TO BE DONE
Carry on the Matlock flood wall page from its last sentence.

SELECTION
□ □ □
Matlock Flood Wall

Closes 1 Jul 2023

Opened 9 Jun 2022

Overview

Following a storm event in February 2022, a 20m section of the flood defence wall in Matlock, Derbyshire collapsed. Following this failure, the town, including the nearby high street, remains vulnerable to flooding. We have secured the necessary capital funding to build a replacement flood wall, which will focus on this section of the wall, extending approximately 5 m either side of the failure zone and potentially extending as far as Matlock bridge.

We are working closely with Derbyshire County Council and Derbyshire Dales District Council, alongside our contractors, Arup and Jackson, to manage the risk of flooding from the River Derwent following the collapse.

    

Timeline of collapse
  

Our response

   

  

We hosted a community drop-in event with our partners on 19th May 2022 to share our plans with the local community. 

Left to right: Julian Gould, Highways Director at Derbyshire County Council, Paul Reeves, Environment Agency Media Spokesperson, Tim Braund, Director of Regulatory Services at Derbyshire Dales District Council, Naomi Doughty, Environment Agency Matlock Wall Project Manager, Sarah Dines, Member of Parliament for Derbyshire Dales, Louise Cresswell, Environment Agency East Midlands Area Director.

Plans moving forward

The project is expected to cost between £3.5m and £5m and will reinstate flood protection to Matlock from river flooding. Enabling work is expected to start in early June which will involve temporary alterations to Matlock Bridge to reinstate two-way traffic for a period. These essential enabling works will then pave the way for the main construction work, which is due to begin in summer and will replace the flood wall behind businesses in Crown Square. The main construction work is likely to be delivered in multiple phases and our aim is to have the bulk of the engineered solution in place before this winter. We then expect to continue work in stages throughout 2023 so we can make the engineered solution look more aesthetically pleasing and in-keeping with the local character and heritage of Matlock.

See below an approximate programme for the work.

Road closure details

To enable the construction of a replacement flood wall, it’s essential that Matlock Bridge is closed to all traffic (pedestrians, cyclists and vehicles) from 7am on Monday 13 June 2022 until early August 2022. We apologise in advance for any temporary inconvenience caused by the bridge closure.

We’ll be making temporary alterations to Matlock Bridge to allow two-way traffic over the bridge for up to 18 months.

Once the temporary alterations to the bridge are complete, the A6 at Derwent Way will be closed so a large crane can be situated on the road to carry out the necessary work on reinstating the flood defences. All traffic going north and south bound will then be able to use Matlock Bridge.

Whilst the temporary highway work is being done pedestrians should use the footbridge in Hall Leys Park for alternative access across the River Derwent.

Below is a map of the A6 road closure that will be necessary, from Matlock Bridge Snitterton Road to the Bus Station, and the type of 750 tonne crane that will be required to complete the work.

Matlock Bridge Heritage

The old stone bridge over the River Derwent at Matlock has seen many alterations since it was built in the medieval period to accommodate changes in traffic. It is believed that originally a simple ford further downstream would have allowed people to cross the river. This location may be referenced in the AD 1086 Domesday Survey with the placename ‘Mestesforde’ – the river crossing and settlement associated with Nestes mine, now known as the Heights of Abraham. By the 13th century a bridge ‘Pontem de Matelocke’ stood upstream of Mestesforde.
□ □ □
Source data
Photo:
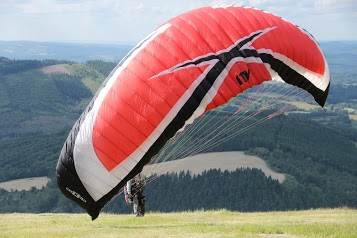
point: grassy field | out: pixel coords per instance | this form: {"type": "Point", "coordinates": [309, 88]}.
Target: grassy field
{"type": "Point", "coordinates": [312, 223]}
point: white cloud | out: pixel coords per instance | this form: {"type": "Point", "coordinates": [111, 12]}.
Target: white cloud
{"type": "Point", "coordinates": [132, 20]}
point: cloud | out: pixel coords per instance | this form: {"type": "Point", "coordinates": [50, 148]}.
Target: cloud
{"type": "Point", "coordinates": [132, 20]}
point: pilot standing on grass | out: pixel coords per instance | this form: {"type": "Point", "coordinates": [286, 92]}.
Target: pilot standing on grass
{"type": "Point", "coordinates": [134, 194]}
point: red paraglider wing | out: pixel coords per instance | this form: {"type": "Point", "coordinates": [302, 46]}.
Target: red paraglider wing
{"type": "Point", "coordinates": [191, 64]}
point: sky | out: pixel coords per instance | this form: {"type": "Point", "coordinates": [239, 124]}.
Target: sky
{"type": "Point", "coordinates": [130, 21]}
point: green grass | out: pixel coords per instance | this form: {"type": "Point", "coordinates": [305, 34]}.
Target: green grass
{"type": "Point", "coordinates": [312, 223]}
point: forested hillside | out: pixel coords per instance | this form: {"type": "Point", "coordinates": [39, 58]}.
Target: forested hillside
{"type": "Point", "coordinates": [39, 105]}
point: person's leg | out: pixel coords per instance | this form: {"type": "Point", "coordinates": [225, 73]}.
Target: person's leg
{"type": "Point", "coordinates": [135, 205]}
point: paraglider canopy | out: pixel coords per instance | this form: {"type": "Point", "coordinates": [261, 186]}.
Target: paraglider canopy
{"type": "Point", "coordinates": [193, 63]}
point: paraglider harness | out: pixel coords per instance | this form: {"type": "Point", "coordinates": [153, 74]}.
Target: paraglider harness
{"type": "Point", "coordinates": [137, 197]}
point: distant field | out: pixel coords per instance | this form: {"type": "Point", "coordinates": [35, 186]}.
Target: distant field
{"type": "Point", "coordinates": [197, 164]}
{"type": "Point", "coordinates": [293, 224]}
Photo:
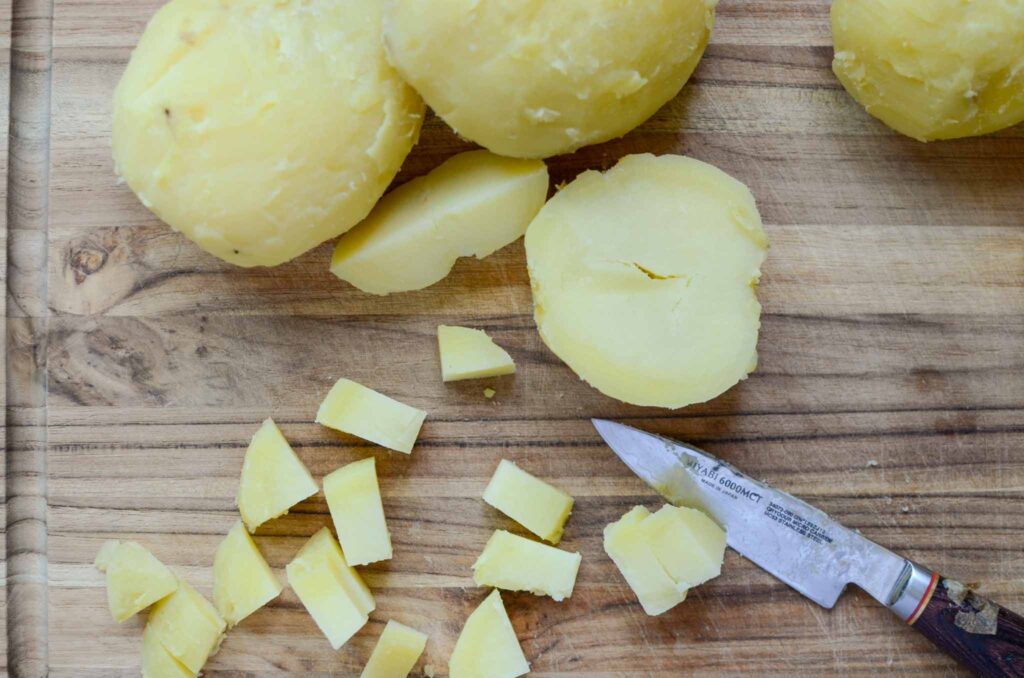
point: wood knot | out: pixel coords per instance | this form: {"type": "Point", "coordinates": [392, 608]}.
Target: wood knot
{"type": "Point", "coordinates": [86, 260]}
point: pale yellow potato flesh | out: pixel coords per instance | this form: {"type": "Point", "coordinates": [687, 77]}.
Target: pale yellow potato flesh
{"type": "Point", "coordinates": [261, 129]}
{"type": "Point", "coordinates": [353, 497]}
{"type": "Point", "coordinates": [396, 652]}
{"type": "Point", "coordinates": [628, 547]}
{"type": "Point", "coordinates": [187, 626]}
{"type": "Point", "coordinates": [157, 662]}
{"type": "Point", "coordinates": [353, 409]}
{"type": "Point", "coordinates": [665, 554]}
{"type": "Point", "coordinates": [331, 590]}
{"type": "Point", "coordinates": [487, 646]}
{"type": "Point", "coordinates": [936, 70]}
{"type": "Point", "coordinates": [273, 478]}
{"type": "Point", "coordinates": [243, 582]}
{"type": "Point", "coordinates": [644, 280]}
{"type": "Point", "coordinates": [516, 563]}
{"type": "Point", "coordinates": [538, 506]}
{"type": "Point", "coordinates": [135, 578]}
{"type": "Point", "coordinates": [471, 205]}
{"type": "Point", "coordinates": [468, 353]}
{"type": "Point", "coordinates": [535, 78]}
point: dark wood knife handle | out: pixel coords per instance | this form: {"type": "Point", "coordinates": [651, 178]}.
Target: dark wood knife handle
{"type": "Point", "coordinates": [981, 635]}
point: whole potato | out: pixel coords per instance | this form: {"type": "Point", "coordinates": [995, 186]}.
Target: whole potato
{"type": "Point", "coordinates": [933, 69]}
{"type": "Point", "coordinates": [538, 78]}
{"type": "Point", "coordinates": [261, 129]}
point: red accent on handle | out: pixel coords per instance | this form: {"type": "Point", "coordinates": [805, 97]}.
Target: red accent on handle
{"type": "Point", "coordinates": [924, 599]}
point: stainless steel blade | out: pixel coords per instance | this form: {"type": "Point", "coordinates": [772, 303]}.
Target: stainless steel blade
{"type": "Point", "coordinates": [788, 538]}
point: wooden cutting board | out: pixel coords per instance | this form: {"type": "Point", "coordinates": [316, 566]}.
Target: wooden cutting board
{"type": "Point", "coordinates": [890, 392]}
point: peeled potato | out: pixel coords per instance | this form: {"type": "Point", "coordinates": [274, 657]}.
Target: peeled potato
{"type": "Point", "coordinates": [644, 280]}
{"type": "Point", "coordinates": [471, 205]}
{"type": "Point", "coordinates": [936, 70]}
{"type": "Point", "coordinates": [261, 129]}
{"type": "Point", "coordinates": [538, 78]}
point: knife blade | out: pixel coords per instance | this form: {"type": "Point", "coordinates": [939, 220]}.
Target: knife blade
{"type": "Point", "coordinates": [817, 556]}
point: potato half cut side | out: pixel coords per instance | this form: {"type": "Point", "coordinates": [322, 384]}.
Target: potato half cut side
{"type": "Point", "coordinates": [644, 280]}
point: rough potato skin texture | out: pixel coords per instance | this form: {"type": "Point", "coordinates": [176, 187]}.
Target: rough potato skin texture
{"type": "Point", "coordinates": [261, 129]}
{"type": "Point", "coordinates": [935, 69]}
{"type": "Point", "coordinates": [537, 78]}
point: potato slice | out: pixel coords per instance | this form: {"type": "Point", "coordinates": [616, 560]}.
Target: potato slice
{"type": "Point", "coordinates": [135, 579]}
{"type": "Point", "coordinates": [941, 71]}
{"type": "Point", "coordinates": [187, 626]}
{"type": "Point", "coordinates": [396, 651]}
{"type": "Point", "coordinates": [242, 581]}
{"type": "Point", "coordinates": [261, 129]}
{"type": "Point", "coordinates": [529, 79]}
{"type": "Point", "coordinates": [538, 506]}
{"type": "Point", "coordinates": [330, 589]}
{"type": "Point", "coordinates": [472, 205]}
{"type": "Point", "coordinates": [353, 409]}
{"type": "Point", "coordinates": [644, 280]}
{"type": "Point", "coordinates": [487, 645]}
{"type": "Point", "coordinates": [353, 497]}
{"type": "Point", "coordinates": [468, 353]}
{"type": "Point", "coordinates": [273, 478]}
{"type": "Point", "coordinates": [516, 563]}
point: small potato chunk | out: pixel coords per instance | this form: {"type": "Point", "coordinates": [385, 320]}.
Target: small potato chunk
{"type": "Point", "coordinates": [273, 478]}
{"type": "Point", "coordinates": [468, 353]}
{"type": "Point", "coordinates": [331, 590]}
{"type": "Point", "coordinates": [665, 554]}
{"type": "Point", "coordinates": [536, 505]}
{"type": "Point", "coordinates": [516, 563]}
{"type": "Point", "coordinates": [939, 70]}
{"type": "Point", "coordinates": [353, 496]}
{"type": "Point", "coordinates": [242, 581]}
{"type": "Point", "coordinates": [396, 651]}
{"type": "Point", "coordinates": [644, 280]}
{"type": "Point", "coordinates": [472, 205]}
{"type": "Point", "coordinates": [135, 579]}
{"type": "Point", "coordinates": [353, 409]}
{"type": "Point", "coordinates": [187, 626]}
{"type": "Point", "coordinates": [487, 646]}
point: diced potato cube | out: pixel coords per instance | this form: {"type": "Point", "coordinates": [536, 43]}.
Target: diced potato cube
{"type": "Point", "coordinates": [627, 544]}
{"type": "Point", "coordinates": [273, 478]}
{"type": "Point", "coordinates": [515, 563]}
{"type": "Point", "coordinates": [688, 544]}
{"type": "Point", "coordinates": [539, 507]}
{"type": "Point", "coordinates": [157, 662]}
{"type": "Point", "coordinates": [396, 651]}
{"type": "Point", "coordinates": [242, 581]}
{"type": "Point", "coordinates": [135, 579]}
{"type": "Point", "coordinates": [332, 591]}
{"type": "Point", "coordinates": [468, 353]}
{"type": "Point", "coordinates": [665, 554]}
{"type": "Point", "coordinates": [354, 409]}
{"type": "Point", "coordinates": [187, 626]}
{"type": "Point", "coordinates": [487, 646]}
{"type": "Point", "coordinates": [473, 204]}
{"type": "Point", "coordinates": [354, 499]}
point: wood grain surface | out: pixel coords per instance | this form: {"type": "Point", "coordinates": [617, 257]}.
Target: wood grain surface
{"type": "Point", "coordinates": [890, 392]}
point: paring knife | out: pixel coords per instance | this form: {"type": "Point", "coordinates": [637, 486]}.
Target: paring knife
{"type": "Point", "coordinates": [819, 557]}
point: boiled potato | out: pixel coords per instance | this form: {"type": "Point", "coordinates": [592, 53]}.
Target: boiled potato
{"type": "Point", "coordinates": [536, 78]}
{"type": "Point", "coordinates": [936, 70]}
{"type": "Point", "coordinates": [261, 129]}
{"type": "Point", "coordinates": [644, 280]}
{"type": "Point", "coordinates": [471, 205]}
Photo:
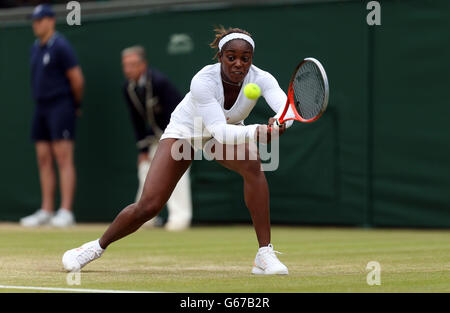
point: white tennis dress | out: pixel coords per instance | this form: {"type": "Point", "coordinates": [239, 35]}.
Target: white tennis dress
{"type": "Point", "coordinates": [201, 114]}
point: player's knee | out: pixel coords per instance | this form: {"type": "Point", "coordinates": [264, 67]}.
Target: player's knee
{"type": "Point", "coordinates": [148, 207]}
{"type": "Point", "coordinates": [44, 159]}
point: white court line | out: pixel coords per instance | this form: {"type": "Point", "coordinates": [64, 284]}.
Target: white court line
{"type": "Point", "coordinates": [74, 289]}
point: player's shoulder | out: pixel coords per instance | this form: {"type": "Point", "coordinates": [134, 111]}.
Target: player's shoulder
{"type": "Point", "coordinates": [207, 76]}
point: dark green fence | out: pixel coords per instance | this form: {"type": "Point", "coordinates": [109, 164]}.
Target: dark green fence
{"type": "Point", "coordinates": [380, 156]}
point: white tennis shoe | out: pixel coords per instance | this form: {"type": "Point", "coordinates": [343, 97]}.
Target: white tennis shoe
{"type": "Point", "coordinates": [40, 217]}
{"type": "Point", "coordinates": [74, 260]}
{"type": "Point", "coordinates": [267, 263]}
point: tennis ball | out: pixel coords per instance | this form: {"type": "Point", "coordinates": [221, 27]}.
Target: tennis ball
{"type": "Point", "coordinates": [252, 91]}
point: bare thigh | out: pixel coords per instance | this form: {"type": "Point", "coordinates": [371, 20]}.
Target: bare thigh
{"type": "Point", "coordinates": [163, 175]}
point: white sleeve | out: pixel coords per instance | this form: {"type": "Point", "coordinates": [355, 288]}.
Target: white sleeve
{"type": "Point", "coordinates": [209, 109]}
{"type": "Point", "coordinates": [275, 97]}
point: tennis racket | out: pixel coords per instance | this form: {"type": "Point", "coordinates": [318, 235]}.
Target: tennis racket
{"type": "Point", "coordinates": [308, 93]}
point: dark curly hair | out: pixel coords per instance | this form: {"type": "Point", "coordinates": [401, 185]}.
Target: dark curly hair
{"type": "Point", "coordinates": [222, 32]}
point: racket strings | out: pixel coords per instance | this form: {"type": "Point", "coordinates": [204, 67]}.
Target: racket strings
□ □ □
RIGHT ANSWER
Watercolour painting by William Turner in 1794.

As the town of Matlock expanded, a new bridge was constructed at Matlock Bridge to carry people and goods across the river. The south-eastern part of the bridge dates to the mid-13th century with modification in the 15th century. From the late 19th century, the town became a popular spa destination, and a survey of traffic in August 1894 recorded around 1000 vehicles and 9000 people were crossing the bridge in a day. In 1904 the bridge was widened to accommodate two-way traffic until 2007.


Works to widen Matlock Bridge 1903-4.


Matlock Bridge before and after widening (1904)

The bridge is of national importance and is both grade II* listed and a scheduled monument located within the Matlock Bridge Conservation Area. The Environment Agency is working closely with Derbyshire County Council and Historic England to ensure the bridge is protected during works to temporarily reinstate two-way traffic to facilitate repair of the flood wall to the north.


'Matlock – the Bridge’ Celesque series by Polychrom Co. Ltd.

Photographs kindly supplied by Matlock Civic Association. We would like to thank them for their assistance.

How to stay informed

Regular progress updates will be added to this page.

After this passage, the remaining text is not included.